● **Task prompt**
Range to reproduce from the entries below: the line with "target | ruined wall", the line with "task | put a marker on each instance of the tall", and every line in between. Give them exactly and give nothing else.

[Dataset records]
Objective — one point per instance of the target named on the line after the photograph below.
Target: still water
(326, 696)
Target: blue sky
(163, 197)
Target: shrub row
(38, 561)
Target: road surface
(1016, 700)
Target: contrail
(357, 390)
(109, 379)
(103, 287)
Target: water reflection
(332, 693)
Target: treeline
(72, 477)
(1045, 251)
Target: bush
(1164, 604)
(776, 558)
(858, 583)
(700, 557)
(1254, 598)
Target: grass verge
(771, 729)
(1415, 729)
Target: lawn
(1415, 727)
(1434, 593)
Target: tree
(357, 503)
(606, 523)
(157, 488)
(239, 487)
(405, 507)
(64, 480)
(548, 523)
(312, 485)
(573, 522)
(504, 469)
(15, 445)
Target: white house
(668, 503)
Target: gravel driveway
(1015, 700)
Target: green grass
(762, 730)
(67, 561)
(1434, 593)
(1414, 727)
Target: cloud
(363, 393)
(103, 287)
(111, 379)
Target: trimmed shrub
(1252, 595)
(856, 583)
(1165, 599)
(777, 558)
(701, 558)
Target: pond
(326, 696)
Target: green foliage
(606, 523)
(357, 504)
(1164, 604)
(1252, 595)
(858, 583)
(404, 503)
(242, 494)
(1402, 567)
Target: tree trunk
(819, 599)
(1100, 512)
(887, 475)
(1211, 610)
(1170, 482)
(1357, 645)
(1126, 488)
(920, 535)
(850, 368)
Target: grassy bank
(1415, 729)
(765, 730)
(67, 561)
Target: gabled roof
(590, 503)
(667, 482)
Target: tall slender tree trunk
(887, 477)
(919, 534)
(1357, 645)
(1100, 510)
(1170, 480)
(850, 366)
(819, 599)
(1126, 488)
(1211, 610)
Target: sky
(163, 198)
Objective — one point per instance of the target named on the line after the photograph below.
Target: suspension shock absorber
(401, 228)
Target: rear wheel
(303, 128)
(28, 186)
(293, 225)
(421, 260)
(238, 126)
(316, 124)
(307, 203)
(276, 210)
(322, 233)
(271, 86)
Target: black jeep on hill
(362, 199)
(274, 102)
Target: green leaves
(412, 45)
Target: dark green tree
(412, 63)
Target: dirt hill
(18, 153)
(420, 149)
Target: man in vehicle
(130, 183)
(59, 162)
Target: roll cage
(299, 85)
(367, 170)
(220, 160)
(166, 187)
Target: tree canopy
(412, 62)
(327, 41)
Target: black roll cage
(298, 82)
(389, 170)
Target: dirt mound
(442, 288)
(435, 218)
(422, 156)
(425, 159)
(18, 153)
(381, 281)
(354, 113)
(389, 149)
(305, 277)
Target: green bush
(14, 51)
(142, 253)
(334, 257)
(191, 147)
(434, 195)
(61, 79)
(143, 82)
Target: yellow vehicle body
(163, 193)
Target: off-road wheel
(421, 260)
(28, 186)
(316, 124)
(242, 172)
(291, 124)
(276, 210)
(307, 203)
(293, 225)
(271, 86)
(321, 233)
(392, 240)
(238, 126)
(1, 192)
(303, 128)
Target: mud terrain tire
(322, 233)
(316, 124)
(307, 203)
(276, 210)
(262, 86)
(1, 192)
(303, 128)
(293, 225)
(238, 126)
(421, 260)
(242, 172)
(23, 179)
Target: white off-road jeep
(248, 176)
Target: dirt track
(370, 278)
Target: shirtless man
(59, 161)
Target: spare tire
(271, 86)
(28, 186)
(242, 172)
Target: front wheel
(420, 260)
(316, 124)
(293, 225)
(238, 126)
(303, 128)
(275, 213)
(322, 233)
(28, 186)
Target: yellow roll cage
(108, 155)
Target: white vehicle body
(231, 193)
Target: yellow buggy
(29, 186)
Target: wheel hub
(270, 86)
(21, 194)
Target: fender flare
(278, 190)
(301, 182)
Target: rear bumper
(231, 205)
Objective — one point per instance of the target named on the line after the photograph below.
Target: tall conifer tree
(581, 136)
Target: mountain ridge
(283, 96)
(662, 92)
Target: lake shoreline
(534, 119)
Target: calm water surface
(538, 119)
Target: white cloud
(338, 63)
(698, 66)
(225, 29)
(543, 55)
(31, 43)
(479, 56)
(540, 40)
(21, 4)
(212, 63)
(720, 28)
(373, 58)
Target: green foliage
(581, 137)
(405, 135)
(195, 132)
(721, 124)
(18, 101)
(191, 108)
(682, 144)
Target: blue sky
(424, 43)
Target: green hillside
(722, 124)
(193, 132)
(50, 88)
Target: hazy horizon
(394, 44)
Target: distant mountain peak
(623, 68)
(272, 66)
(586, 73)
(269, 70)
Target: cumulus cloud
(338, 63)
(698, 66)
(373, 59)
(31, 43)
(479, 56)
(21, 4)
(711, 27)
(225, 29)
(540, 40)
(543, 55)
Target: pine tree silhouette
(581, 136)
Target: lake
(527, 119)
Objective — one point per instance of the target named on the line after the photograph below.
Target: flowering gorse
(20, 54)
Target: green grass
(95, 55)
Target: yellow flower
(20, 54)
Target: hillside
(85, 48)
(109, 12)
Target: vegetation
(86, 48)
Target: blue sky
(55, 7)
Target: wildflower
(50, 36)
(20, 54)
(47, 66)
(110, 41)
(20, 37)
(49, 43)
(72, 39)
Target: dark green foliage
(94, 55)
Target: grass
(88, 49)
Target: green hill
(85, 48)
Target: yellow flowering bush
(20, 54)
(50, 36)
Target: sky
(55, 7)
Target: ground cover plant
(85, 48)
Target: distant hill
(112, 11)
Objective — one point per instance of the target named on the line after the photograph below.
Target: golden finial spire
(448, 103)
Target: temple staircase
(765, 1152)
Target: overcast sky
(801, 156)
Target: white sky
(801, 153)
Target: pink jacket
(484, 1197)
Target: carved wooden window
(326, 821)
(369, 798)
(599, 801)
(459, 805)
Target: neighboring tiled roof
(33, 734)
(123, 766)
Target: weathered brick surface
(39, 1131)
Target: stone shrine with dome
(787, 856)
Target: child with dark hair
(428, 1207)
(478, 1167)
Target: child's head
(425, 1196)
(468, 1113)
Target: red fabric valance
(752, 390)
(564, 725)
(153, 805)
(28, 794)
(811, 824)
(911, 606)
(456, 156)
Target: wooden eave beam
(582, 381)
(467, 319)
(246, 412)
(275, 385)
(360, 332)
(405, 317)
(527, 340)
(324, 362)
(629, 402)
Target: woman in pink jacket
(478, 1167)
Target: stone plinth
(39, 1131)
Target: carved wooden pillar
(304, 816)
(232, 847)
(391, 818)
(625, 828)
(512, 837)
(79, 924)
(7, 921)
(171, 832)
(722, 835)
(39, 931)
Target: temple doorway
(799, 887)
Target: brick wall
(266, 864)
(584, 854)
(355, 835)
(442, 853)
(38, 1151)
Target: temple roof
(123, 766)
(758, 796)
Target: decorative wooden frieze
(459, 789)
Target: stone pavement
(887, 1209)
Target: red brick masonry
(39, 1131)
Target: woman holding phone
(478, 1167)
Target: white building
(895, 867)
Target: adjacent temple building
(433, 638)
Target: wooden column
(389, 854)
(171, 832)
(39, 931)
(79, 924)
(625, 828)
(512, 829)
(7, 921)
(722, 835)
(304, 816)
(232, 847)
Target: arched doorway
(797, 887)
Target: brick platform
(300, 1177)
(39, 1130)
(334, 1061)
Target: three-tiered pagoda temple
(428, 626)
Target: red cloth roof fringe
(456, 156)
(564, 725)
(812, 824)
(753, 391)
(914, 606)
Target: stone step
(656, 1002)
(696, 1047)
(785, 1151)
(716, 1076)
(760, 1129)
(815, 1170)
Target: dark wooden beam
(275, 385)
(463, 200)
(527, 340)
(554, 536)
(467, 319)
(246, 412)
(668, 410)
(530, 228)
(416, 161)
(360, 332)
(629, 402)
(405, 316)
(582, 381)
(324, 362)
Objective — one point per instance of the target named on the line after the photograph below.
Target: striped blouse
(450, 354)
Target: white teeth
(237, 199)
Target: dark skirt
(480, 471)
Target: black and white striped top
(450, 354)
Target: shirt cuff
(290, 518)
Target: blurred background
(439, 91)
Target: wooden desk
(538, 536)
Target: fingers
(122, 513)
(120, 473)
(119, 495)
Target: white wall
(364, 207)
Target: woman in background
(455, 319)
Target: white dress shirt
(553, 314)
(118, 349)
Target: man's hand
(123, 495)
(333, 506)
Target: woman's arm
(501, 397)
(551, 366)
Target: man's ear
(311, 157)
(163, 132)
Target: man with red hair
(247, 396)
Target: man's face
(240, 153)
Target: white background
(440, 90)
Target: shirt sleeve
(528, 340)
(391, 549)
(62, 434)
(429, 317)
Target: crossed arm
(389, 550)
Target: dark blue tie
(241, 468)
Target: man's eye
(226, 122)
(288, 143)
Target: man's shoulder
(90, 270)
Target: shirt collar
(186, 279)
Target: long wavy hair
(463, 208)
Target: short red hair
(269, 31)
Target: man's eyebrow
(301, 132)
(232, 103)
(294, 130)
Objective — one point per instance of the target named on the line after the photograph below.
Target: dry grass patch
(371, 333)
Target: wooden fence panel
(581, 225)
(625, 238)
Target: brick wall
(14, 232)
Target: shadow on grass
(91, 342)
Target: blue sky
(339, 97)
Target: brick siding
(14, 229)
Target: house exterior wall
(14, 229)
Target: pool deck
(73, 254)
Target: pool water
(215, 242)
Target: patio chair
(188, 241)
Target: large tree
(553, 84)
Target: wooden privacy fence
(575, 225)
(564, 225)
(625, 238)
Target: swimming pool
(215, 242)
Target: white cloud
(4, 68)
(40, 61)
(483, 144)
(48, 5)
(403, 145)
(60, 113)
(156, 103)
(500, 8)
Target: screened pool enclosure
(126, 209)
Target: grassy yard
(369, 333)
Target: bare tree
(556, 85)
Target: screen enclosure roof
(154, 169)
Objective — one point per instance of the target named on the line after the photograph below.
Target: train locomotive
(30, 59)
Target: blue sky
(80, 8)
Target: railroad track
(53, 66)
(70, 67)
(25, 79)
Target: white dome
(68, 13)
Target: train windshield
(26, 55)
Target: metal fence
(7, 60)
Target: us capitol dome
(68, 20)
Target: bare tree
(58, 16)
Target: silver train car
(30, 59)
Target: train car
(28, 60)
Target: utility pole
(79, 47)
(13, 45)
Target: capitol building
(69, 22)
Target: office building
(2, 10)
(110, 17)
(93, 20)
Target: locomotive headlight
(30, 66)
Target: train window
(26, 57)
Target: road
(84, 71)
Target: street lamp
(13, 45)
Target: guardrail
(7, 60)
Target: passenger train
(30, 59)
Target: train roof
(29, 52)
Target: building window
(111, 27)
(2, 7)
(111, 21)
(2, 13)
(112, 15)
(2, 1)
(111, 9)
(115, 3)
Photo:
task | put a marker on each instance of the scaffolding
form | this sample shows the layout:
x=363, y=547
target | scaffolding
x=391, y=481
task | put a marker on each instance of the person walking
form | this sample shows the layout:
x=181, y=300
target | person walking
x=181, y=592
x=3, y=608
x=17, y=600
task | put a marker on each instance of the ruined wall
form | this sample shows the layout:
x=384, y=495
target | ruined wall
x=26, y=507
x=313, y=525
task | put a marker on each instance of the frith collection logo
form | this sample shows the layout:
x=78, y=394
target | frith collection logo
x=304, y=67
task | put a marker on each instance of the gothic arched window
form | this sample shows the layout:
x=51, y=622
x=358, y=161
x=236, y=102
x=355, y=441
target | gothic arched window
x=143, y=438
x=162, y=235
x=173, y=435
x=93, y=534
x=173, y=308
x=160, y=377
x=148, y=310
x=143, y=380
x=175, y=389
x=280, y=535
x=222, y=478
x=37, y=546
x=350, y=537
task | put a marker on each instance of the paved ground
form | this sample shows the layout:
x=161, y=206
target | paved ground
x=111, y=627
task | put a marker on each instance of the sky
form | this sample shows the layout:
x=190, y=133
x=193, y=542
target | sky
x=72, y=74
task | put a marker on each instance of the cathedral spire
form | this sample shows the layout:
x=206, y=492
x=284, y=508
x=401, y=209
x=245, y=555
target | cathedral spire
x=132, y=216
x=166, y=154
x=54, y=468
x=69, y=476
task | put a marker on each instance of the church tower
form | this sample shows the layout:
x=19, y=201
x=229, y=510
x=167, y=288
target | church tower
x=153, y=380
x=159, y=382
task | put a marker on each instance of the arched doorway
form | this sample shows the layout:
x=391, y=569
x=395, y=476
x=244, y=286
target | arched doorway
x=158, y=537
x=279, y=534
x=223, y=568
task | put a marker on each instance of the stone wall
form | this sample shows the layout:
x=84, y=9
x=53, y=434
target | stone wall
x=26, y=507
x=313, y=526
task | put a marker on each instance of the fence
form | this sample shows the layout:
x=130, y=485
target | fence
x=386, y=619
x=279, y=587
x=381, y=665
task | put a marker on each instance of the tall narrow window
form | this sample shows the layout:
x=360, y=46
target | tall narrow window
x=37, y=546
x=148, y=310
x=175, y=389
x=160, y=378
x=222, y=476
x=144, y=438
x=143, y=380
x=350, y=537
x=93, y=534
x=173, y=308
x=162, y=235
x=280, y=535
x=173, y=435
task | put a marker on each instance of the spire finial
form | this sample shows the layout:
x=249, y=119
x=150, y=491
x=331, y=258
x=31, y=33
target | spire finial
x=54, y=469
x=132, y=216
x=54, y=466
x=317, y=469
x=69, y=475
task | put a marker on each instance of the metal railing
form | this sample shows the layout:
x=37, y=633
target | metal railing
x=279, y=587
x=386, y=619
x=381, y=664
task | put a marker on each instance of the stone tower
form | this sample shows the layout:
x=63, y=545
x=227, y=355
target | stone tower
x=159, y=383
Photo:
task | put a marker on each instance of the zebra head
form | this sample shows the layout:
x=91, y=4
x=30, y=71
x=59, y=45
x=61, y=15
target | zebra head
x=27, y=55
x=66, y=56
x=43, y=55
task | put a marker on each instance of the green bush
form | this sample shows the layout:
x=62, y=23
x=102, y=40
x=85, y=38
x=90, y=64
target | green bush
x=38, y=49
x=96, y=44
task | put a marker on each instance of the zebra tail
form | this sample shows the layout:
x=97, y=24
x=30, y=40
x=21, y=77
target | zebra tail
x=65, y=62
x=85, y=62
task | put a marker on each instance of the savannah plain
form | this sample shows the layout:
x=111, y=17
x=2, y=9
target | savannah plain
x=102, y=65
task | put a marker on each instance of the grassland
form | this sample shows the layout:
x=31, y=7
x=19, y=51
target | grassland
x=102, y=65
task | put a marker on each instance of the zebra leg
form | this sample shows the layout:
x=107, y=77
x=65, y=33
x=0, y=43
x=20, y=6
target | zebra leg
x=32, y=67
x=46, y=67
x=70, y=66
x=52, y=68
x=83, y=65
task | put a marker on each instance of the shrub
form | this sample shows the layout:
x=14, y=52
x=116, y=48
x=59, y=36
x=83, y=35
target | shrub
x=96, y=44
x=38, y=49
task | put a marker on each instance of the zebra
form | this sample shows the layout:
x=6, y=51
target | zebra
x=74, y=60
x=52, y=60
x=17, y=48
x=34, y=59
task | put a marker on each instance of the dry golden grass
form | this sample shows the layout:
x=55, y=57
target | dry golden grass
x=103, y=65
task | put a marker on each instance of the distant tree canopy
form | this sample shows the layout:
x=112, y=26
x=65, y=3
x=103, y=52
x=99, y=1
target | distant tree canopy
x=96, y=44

● **Solved problem**
target | ruined wall
x=26, y=507
x=313, y=525
task | put a marker on each instance of the frith collection logo
form | this sample shows the layout:
x=78, y=394
target | frith collection logo
x=304, y=67
task | put a marker on each instance of the gothic arched window
form | this sample shows the layout:
x=51, y=622
x=358, y=161
x=236, y=102
x=355, y=441
target | gothic arched window
x=143, y=438
x=162, y=235
x=173, y=435
x=93, y=534
x=173, y=308
x=160, y=377
x=148, y=310
x=143, y=380
x=175, y=389
x=280, y=535
x=222, y=478
x=37, y=546
x=350, y=537
task | put a marker on each instance of the paved ground
form | this sample shows the layout:
x=161, y=206
target | paved ground
x=111, y=627
task | put a marker on each instance of the sky
form | this sample shows the layout:
x=190, y=133
x=193, y=542
target | sky
x=72, y=74
task | put a marker on each instance of the cathedral spire
form | this sample shows the layout:
x=206, y=492
x=284, y=508
x=401, y=209
x=245, y=555
target | cathedral spire
x=132, y=216
x=166, y=154
x=54, y=468
x=69, y=476
task | put a marker on each instance of the church tower
form | this sample shows the layout:
x=19, y=201
x=229, y=510
x=167, y=288
target | church tower
x=153, y=380
x=159, y=382
task | put a marker on each instance of the arched doorway
form | this sample shows the layout:
x=391, y=569
x=395, y=476
x=244, y=286
target | arched doorway
x=158, y=537
x=279, y=534
x=223, y=568
task | put a marker on each instance of the stone wall
form | this sample shows the layout:
x=84, y=9
x=53, y=434
target | stone wall
x=26, y=507
x=313, y=526
task | put a marker on each instance of the fence
form | this sample shows the layout:
x=130, y=485
target | fence
x=386, y=619
x=279, y=587
x=381, y=665
task | put a marker on each instance of the tall narrow window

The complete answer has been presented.